*Collected data entries*

—————

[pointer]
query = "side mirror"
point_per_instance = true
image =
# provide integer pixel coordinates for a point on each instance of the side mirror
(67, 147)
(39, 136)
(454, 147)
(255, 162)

—————

*WORK ITEM*
Each of the entries above needs to be given again exactly.

*ANSWER SPACE*
[pointer]
query = "side mirror"
point_per_instance = true
image =
# provide integer pixel coordinates for a point on each instance of the side mirror
(67, 147)
(39, 136)
(454, 147)
(255, 162)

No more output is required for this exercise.